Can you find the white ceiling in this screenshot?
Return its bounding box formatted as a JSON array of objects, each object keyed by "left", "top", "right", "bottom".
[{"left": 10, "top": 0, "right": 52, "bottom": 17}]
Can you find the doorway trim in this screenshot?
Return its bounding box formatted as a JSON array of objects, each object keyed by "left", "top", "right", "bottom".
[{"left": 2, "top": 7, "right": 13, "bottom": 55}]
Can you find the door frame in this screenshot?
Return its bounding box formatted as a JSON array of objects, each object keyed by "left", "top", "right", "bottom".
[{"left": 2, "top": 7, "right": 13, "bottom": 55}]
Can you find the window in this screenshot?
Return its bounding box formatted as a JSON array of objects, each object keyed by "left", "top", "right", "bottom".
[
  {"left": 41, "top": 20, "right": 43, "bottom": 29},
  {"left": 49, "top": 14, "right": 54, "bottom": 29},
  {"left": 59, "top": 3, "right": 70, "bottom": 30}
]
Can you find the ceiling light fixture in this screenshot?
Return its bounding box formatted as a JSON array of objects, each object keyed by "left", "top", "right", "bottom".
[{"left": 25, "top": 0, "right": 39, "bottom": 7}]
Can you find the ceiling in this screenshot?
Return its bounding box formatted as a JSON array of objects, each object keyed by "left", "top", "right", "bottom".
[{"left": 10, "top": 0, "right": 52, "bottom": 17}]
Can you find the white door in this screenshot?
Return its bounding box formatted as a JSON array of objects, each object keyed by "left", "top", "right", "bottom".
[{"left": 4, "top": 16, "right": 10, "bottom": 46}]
...
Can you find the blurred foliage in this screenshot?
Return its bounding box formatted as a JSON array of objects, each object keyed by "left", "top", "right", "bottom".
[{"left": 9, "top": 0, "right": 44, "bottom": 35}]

- WORK REQUIRED: Gather every line in the rows above that contains the word "ceiling". Case counts.

- ANSWER FOR THIS EXERCISE:
Can you find the white ceiling in this screenshot?
Can you find the ceiling light fixture in this screenshot?
Can you find the ceiling in this screenshot?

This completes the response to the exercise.